§ **Problem to work on**
Each line from the one that contains "Target: blurred green foliage" to the end of the entries must be copied word for word, and only those lines.

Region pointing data

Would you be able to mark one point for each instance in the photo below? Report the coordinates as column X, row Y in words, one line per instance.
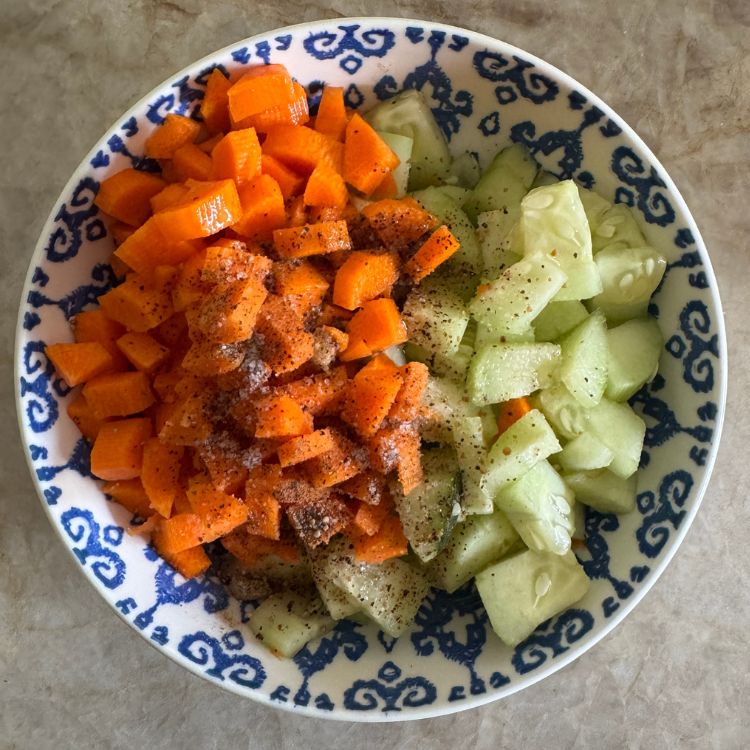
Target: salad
column 341, row 367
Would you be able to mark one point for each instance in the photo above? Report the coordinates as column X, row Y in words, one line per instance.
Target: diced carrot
column 326, row 187
column 281, row 416
column 260, row 89
column 370, row 397
column 293, row 112
column 79, row 362
column 160, row 474
column 148, row 247
column 230, row 312
column 143, row 351
column 219, row 512
column 317, row 394
column 188, row 422
column 84, row 418
column 378, row 325
column 215, row 104
column 189, row 563
column 398, row 222
column 305, row 447
column 312, row 239
column 389, row 541
column 318, row 521
column 367, row 157
column 136, row 304
column 208, row 208
column 118, row 449
column 289, row 182
column 363, row 277
column 263, row 208
column 509, row 412
column 287, row 345
column 192, row 162
column 131, row 495
column 126, row 195
column 118, row 394
column 438, row 247
column 301, row 148
column 337, row 465
column 331, row 117
column 94, row 325
column 409, row 399
column 237, row 156
column 171, row 195
column 178, row 533
column 174, row 132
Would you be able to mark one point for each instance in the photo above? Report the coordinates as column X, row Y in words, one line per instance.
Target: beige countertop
column 675, row 674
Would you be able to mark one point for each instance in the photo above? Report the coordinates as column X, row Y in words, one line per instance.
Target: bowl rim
column 438, row 709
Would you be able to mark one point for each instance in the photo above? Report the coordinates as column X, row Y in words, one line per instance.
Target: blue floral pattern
column 481, row 96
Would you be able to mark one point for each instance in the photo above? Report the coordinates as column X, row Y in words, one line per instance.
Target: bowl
column 484, row 94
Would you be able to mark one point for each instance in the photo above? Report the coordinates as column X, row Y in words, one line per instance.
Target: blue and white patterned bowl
column 484, row 94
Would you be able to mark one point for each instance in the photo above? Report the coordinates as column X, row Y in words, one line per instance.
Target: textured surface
column 672, row 675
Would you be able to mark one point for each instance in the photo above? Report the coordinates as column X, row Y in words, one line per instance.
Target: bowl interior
column 484, row 94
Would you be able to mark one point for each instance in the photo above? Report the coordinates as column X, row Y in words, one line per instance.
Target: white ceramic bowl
column 484, row 93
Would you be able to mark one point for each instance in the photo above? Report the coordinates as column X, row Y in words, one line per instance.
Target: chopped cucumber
column 430, row 511
column 495, row 236
column 595, row 207
column 583, row 367
column 634, row 350
column 499, row 372
column 509, row 304
column 389, row 593
column 402, row 146
column 518, row 449
column 603, row 491
column 539, row 507
column 558, row 318
column 622, row 431
column 409, row 114
column 522, row 591
column 503, row 184
column 468, row 440
column 563, row 411
column 616, row 228
column 285, row 622
column 554, row 224
column 476, row 543
column 465, row 171
column 438, row 202
column 629, row 278
column 435, row 318
column 585, row 453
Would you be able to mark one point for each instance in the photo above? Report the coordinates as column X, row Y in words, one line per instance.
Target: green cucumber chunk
column 503, row 184
column 629, row 278
column 539, row 507
column 409, row 114
column 285, row 622
column 430, row 511
column 558, row 318
column 584, row 453
column 475, row 543
column 584, row 357
column 509, row 304
column 518, row 449
column 499, row 372
column 402, row 146
column 603, row 491
column 522, row 591
column 553, row 223
column 634, row 350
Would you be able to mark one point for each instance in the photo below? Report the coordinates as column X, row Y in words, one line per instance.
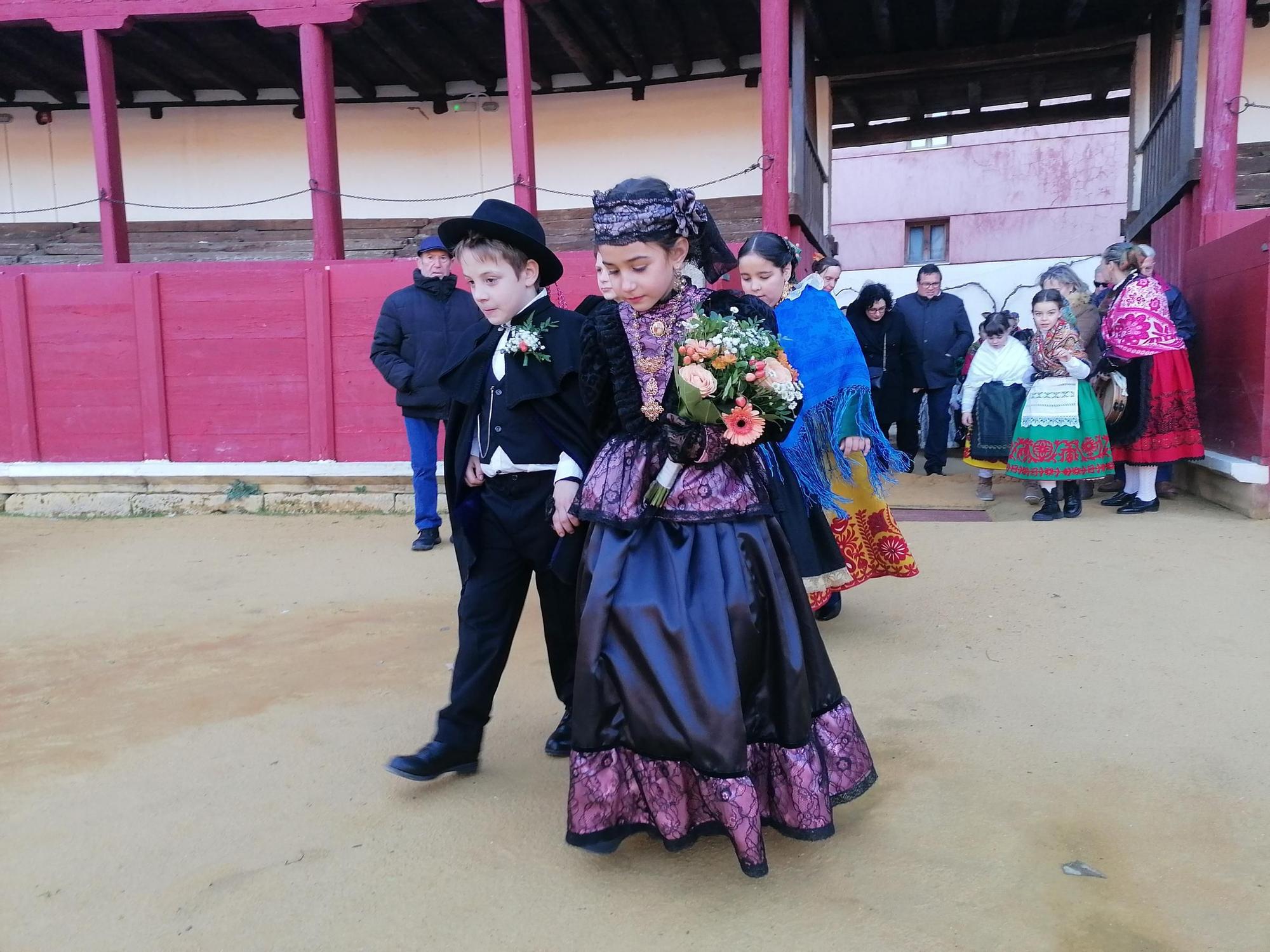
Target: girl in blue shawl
column 836, row 456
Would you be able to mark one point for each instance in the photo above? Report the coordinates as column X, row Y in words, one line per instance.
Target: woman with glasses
column 891, row 354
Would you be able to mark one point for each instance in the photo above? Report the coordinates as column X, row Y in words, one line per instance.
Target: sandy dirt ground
column 195, row 714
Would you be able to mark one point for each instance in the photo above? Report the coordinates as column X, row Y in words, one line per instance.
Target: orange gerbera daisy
column 744, row 426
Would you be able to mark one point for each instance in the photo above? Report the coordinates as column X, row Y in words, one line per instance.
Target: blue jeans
column 424, row 466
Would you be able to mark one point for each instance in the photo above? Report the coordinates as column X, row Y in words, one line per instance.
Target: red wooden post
column 775, row 54
column 150, row 366
column 318, row 77
column 105, row 115
column 17, row 367
column 321, row 365
column 520, row 97
column 1219, row 171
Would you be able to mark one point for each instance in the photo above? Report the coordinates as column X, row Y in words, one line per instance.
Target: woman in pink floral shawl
column 1161, row 425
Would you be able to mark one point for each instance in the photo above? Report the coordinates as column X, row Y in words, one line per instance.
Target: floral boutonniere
column 526, row 341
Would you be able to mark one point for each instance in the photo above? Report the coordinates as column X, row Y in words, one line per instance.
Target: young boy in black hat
column 518, row 447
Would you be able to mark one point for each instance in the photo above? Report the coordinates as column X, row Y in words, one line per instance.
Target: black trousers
column 516, row 543
column 938, row 431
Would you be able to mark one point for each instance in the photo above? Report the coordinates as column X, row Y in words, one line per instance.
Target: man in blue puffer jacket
column 413, row 337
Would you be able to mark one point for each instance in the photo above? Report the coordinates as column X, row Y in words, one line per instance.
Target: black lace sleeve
column 598, row 380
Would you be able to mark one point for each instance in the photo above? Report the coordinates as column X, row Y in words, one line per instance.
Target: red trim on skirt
column 1173, row 423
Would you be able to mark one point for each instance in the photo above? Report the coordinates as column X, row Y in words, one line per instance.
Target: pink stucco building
column 995, row 208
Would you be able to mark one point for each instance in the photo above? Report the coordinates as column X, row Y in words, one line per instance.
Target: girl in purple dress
column 704, row 700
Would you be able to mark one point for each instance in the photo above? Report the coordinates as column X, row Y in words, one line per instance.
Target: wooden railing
column 1169, row 145
column 811, row 191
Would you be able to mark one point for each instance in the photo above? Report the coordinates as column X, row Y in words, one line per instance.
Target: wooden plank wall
column 229, row 362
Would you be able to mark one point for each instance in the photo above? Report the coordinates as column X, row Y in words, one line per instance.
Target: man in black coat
column 518, row 447
column 943, row 333
column 417, row 329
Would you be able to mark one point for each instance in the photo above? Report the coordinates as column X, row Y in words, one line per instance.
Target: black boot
column 561, row 742
column 1118, row 499
column 1050, row 510
column 831, row 610
column 432, row 761
column 1071, row 499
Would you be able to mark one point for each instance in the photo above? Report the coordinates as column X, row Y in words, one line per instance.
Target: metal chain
column 763, row 163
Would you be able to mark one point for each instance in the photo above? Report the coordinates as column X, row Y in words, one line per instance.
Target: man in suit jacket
column 943, row 333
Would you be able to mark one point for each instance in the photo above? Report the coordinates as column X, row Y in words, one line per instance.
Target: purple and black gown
column 704, row 699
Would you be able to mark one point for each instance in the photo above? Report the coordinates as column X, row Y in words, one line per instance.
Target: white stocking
column 1146, row 482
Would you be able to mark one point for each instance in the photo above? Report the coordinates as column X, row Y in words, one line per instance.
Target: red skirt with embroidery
column 1172, row 432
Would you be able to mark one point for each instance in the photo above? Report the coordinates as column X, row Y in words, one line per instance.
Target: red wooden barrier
column 1229, row 288
column 228, row 362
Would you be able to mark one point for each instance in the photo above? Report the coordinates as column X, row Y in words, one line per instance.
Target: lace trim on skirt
column 618, row 793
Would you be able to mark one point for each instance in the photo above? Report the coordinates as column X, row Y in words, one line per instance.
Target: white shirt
column 500, row 463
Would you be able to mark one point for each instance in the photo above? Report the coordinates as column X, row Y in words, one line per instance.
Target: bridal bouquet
column 733, row 373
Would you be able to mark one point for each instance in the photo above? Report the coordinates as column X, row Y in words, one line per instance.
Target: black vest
column 518, row 431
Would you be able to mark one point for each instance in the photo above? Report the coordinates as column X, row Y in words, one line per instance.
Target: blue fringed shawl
column 836, row 399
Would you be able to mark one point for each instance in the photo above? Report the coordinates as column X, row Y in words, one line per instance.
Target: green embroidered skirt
column 1060, row 454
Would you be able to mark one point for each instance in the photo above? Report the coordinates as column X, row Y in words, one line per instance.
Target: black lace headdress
column 624, row 215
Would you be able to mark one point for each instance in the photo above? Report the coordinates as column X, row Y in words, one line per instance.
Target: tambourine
column 1113, row 394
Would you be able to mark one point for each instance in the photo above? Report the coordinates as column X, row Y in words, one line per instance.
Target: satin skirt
column 704, row 700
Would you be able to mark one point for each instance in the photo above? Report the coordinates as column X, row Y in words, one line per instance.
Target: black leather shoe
column 432, row 761
column 427, row 540
column 1137, row 506
column 1071, row 499
column 561, row 742
column 1050, row 510
column 831, row 610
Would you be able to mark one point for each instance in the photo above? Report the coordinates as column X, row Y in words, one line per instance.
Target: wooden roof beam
column 425, row 26
column 30, row 73
column 944, row 23
column 975, row 96
column 421, row 81
column 576, row 49
column 672, row 36
column 629, row 36
column 850, row 109
column 881, row 11
column 704, row 20
column 952, row 63
column 261, row 50
column 981, row 122
column 153, row 77
column 1006, row 23
column 1073, row 15
column 600, row 37
column 170, row 43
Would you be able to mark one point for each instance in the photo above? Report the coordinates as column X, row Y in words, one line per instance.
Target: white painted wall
column 1000, row 279
column 685, row 133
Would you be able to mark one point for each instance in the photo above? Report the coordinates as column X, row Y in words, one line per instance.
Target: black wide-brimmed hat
column 507, row 223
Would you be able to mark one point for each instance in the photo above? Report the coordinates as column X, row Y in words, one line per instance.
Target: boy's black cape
column 552, row 390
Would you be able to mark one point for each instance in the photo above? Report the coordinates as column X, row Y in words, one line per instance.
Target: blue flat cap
column 432, row 244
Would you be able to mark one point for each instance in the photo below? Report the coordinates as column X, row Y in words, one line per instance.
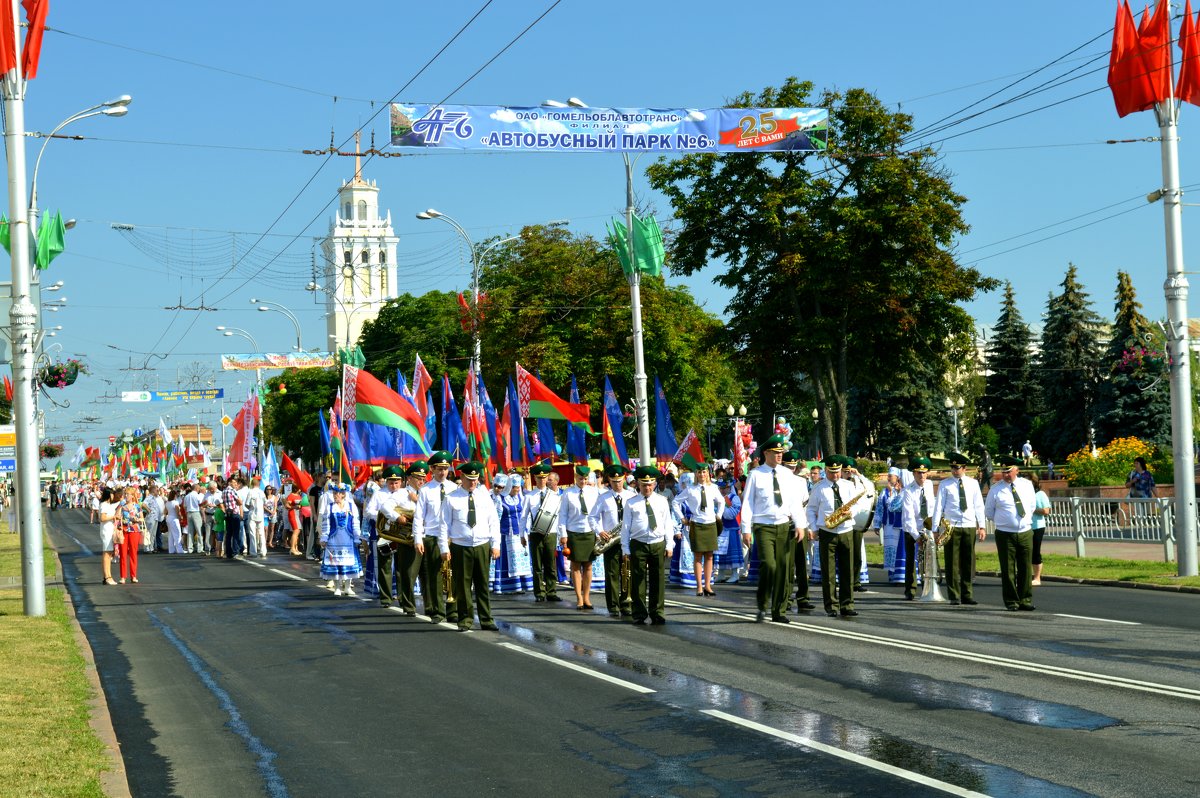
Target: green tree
column 1133, row 401
column 1068, row 370
column 1011, row 394
column 838, row 271
column 292, row 417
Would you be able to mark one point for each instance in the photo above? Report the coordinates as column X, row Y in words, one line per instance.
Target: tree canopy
column 840, row 264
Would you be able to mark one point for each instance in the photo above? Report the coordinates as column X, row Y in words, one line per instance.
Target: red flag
column 301, row 478
column 35, row 19
column 1188, row 87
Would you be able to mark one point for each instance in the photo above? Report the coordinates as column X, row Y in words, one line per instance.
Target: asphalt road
column 237, row 678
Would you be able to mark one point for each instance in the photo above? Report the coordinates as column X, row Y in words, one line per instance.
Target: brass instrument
column 447, row 581
column 605, row 545
column 843, row 514
column 394, row 532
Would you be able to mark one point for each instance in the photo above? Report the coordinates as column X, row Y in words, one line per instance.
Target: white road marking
column 971, row 657
column 1104, row 621
column 579, row 669
column 909, row 775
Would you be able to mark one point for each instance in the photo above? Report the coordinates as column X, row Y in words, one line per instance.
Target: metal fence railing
column 1120, row 519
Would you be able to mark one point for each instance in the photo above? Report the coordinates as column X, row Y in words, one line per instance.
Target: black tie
column 1017, row 501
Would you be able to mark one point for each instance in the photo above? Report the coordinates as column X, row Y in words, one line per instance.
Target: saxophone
column 844, row 513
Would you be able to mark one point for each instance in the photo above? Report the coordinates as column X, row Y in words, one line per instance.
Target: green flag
column 51, row 240
column 647, row 245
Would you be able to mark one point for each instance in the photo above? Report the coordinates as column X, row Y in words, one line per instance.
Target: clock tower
column 359, row 258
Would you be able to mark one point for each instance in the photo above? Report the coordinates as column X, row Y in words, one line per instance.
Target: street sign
column 193, row 395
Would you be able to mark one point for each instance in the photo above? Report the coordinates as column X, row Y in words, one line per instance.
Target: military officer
column 960, row 504
column 647, row 539
column 426, row 525
column 606, row 517
column 1009, row 505
column 835, row 540
column 543, row 531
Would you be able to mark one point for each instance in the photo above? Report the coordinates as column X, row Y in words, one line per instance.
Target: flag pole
column 641, row 406
column 1177, row 343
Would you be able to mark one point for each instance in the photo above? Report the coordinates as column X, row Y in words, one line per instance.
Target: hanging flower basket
column 60, row 375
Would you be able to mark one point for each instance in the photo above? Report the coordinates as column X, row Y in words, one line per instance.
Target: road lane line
column 264, row 756
column 579, row 669
column 909, row 775
column 291, row 576
column 971, row 657
column 1104, row 621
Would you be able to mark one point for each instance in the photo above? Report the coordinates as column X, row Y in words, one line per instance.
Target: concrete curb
column 114, row 781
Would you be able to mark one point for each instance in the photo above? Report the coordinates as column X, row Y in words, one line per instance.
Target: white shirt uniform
column 821, row 504
column 427, row 515
column 636, row 522
column 759, row 498
column 948, row 503
column 533, row 499
column 606, row 516
column 911, row 519
column 703, row 510
column 570, row 519
column 1001, row 508
column 455, row 515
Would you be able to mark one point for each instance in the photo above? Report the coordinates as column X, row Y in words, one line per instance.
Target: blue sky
column 208, row 160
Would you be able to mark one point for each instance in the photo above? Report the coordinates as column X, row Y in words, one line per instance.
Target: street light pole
column 265, row 307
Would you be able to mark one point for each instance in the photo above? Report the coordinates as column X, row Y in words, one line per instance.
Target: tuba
column 845, row 513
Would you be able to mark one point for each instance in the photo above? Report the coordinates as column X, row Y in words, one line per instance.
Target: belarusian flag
column 365, row 399
column 689, row 454
column 539, row 402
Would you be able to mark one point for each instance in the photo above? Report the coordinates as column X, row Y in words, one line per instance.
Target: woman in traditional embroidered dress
column 509, row 576
column 340, row 537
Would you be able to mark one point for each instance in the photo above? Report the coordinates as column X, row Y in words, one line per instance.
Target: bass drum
column 546, row 521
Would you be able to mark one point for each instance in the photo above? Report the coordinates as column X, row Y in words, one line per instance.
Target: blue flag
column 576, row 439
column 454, row 437
column 665, row 442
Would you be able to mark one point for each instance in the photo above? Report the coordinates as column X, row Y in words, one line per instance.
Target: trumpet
column 447, row 577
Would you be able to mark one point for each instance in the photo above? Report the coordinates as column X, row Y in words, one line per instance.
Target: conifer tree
column 1009, row 395
column 1068, row 370
column 1135, row 397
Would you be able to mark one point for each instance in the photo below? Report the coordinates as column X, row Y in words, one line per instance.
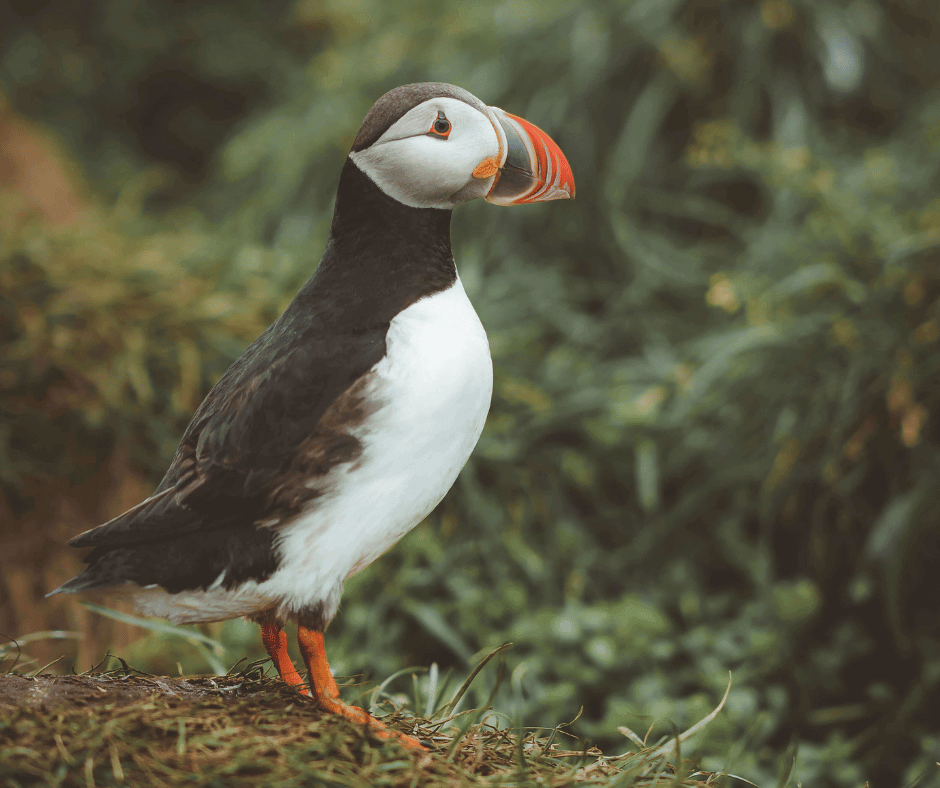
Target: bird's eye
column 440, row 127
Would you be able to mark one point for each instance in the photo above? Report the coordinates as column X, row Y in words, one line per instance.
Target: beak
column 532, row 166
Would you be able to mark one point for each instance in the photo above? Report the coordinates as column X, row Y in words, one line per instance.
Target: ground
column 127, row 728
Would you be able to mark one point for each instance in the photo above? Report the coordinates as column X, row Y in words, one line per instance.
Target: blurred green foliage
column 714, row 440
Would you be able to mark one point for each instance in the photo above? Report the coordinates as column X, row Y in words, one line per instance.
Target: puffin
column 344, row 424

§ **Worked solution**
Target: blurred green foliage
column 714, row 440
Would you be able to mark one point for each instance in the photo above? Report the coordinates as column X, row Y in words, one line per instance.
Target: puffin
column 344, row 424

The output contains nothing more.